● Consegna
Per favore, estrai dai dati ogni riga che contiene la parola "distant".

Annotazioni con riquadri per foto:
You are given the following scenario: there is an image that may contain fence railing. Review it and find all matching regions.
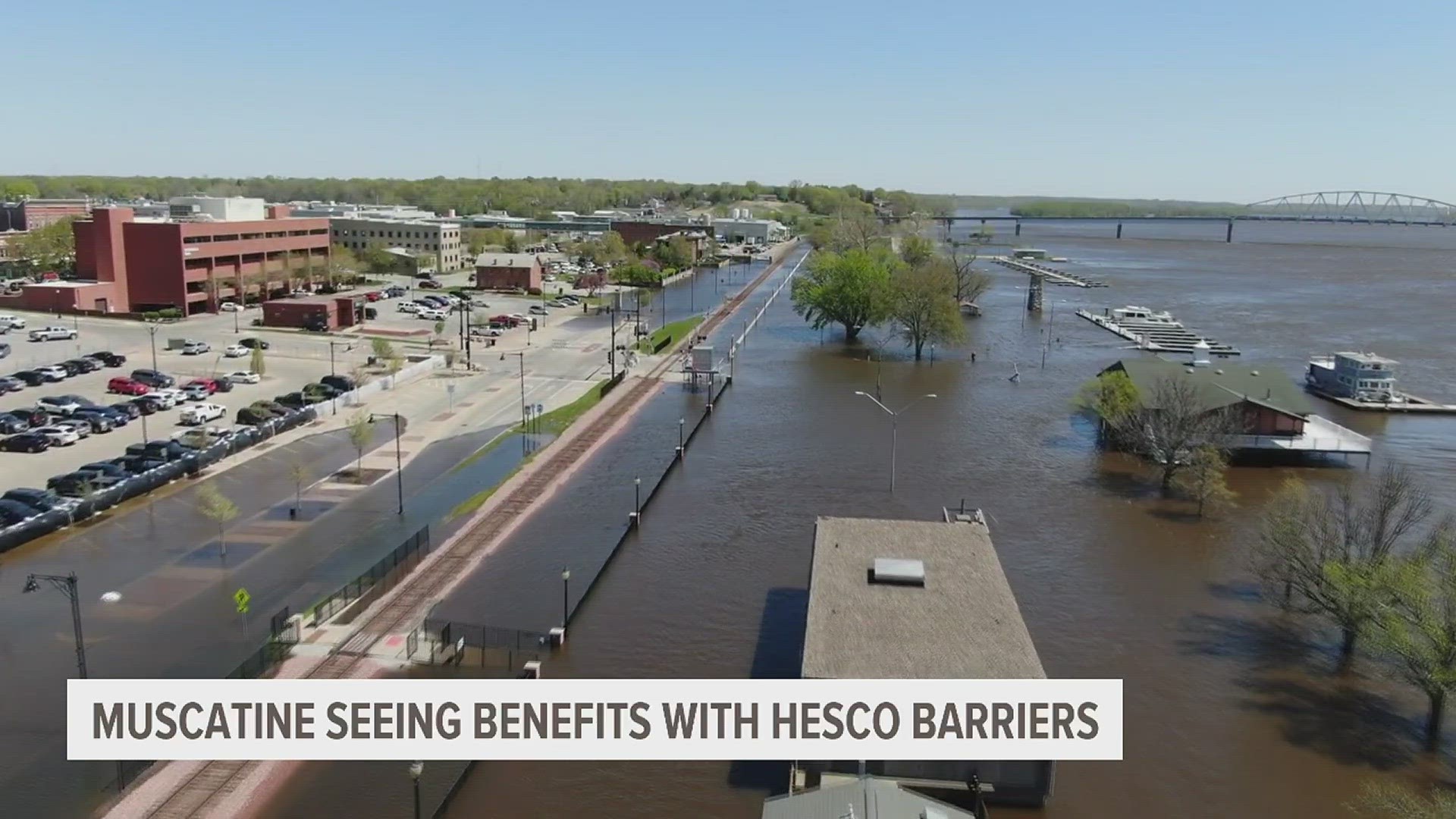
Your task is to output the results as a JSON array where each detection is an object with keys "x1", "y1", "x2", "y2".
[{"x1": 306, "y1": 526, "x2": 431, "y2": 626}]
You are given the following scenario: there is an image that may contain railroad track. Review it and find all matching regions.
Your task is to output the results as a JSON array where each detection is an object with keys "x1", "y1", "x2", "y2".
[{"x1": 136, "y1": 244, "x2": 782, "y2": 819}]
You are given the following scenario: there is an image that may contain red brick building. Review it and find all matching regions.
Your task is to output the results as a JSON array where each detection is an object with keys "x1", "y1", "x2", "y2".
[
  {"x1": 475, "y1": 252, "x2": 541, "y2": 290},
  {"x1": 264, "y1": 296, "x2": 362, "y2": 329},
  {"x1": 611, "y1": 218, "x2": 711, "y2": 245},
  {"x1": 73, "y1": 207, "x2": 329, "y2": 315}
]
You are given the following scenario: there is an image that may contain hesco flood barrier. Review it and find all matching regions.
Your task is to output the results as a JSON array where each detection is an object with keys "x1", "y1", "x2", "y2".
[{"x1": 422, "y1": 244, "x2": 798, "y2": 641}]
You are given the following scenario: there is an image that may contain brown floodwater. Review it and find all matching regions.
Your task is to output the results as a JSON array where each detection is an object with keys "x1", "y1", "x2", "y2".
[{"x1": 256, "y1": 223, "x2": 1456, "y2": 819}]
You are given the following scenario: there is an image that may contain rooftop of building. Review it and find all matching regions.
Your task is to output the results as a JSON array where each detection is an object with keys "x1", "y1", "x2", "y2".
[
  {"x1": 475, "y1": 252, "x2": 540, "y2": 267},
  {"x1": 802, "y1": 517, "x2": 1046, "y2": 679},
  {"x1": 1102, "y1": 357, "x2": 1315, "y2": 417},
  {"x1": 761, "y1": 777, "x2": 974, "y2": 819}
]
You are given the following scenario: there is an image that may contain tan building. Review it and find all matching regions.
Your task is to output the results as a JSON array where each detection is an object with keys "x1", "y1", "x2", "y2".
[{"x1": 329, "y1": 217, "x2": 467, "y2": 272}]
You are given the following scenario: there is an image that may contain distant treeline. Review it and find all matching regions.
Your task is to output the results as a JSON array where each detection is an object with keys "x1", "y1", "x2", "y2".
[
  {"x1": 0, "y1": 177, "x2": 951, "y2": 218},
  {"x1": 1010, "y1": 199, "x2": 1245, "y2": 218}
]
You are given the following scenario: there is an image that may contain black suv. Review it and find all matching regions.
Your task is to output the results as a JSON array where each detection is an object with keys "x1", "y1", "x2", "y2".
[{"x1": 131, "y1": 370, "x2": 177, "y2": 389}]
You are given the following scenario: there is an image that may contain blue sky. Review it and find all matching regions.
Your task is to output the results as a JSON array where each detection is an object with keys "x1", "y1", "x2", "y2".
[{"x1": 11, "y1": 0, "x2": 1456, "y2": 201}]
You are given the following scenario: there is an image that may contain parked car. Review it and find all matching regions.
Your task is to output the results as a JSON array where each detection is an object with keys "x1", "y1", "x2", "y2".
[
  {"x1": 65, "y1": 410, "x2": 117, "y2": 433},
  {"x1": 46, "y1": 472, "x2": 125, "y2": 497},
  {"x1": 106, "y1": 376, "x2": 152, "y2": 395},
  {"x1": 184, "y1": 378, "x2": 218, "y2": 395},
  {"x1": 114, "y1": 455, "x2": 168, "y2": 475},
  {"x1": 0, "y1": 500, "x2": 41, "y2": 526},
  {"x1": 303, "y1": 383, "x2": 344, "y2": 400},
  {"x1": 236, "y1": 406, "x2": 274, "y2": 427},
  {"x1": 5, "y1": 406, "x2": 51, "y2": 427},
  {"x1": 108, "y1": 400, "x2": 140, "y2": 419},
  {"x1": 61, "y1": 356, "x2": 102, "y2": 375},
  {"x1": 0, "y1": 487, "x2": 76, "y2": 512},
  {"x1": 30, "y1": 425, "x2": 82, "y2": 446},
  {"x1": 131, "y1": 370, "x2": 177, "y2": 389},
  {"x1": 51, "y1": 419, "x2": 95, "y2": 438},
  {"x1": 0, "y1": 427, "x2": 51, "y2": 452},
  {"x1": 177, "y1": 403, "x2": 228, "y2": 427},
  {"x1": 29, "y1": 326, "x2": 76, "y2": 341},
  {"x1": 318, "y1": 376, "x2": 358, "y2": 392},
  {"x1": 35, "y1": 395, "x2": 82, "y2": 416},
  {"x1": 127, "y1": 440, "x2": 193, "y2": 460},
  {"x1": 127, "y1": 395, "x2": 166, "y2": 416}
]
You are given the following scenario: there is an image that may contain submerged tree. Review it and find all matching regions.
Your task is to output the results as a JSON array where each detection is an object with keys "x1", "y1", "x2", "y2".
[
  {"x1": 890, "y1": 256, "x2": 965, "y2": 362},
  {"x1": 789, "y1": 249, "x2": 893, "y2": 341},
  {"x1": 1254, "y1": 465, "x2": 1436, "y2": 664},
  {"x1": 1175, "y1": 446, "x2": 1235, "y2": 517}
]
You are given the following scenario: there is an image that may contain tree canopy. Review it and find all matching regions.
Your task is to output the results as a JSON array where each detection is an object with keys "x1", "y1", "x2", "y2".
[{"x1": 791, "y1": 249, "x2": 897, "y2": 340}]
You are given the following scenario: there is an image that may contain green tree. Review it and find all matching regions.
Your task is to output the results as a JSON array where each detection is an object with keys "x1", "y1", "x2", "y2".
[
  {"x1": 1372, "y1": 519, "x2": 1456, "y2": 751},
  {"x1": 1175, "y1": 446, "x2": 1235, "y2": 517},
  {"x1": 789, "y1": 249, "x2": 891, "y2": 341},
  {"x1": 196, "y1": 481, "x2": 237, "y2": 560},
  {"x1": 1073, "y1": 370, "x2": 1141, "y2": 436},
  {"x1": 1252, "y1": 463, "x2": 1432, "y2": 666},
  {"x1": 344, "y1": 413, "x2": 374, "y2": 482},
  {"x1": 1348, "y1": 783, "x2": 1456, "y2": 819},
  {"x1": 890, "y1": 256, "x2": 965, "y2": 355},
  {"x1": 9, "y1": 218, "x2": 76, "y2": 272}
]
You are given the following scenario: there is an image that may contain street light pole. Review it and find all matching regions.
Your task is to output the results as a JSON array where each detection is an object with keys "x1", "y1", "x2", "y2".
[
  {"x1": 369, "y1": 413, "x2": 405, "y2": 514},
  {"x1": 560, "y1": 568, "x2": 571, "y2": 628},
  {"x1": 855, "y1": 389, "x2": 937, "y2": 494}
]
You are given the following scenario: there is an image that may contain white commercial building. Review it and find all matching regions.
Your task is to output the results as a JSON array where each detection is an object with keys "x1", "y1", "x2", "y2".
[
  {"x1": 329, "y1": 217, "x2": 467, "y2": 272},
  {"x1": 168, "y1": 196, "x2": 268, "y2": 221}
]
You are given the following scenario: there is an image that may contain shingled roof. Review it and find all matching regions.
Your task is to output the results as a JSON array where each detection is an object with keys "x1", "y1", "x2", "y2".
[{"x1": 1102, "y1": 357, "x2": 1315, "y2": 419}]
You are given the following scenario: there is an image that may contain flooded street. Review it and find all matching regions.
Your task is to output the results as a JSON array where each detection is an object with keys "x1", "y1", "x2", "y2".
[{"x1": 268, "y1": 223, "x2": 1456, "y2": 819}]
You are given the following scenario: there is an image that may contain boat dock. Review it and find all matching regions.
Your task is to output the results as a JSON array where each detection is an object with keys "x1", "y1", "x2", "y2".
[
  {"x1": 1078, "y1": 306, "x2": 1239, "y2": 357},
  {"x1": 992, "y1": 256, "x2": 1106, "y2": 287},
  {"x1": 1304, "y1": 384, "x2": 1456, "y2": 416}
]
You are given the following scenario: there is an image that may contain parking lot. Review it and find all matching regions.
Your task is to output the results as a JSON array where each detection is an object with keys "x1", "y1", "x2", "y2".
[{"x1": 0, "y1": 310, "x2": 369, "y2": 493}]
---
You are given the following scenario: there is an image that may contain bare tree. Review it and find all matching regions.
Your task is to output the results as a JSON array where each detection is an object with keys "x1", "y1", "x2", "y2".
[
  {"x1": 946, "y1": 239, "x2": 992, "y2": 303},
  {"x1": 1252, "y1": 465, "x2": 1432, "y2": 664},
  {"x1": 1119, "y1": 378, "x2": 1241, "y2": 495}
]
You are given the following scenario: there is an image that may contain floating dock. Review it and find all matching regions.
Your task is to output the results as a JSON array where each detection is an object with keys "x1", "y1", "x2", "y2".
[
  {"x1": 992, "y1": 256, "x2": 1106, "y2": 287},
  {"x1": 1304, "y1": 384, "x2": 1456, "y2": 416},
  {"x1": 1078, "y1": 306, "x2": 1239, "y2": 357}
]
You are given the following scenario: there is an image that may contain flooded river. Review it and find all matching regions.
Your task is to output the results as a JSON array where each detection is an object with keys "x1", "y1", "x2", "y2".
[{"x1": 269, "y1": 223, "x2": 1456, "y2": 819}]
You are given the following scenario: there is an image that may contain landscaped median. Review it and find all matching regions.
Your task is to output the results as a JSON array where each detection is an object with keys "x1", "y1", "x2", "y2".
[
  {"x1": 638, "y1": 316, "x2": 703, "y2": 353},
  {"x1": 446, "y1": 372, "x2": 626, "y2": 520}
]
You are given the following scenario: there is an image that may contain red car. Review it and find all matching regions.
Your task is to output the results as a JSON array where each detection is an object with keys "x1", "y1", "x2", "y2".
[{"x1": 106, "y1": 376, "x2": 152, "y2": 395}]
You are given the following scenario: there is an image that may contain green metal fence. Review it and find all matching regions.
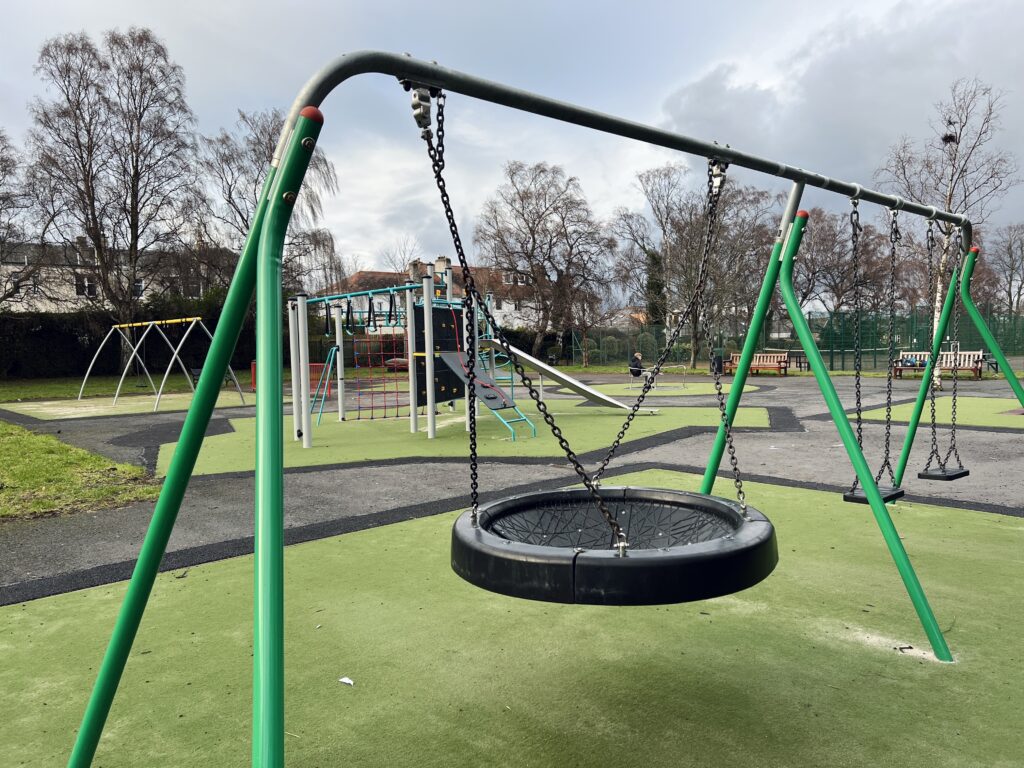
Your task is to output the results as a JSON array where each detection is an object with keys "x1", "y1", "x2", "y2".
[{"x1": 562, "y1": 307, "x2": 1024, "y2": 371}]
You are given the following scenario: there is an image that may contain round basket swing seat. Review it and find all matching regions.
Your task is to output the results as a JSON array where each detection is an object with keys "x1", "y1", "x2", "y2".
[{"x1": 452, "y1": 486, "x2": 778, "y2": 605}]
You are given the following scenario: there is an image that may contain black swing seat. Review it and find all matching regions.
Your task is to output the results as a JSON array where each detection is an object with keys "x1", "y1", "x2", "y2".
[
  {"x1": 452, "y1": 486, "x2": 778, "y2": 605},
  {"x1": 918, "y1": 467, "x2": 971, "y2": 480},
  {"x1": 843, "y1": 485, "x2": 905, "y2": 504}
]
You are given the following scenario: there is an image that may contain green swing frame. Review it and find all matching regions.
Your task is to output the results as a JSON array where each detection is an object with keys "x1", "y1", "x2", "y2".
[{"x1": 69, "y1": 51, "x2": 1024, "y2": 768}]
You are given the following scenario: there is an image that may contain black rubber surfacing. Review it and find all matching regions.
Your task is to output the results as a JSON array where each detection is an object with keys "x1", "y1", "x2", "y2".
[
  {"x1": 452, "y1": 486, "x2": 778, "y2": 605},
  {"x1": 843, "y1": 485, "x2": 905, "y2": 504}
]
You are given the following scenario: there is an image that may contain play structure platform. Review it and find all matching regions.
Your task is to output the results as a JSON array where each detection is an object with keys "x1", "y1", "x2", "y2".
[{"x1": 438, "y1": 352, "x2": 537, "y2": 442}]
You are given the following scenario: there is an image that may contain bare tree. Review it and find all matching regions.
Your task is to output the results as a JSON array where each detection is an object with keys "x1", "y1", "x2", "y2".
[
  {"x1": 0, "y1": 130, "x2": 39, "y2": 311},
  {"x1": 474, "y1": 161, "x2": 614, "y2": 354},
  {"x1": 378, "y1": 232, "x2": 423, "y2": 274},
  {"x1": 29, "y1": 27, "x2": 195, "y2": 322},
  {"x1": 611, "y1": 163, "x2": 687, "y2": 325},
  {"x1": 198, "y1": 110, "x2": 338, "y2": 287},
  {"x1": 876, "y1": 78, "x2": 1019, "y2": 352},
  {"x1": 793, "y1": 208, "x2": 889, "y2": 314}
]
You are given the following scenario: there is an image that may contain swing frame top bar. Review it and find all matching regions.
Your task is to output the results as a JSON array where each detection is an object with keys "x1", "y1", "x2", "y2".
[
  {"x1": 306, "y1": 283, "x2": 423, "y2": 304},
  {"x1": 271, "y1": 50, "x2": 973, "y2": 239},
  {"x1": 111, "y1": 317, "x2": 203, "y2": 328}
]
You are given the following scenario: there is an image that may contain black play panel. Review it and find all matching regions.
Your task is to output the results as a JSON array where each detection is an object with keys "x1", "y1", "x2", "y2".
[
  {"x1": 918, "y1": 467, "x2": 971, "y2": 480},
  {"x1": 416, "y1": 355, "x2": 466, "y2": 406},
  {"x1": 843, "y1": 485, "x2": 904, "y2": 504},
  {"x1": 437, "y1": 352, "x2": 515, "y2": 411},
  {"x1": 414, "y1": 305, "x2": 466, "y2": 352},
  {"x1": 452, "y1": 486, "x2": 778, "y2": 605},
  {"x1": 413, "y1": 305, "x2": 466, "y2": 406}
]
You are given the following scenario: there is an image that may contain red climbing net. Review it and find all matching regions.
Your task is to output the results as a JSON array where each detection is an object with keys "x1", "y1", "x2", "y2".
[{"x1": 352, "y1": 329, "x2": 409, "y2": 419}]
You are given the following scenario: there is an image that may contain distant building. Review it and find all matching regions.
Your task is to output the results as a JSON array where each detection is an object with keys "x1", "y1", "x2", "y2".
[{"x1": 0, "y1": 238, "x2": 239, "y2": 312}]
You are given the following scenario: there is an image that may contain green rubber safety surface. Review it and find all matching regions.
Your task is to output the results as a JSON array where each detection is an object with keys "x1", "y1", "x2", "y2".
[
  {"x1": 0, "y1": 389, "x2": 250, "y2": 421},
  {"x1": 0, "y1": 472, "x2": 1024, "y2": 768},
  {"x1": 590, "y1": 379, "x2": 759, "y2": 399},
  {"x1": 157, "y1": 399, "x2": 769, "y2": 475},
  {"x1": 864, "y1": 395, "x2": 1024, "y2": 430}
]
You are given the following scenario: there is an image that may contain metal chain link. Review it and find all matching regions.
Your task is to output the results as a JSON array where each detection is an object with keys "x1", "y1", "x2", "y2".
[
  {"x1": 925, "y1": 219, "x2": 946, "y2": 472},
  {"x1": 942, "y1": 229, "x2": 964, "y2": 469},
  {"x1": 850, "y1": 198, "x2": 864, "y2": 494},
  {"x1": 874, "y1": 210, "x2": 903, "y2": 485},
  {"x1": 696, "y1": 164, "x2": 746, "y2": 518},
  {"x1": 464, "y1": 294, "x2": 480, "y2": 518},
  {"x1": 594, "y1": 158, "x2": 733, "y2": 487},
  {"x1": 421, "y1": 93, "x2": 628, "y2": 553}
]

● Risposta
You are given the following scenario: there is an image that may contain distant treeline. Review it and find all matching regions.
You are given the following scenario: there is an image that may contain distant building. Review it and find all matching regions.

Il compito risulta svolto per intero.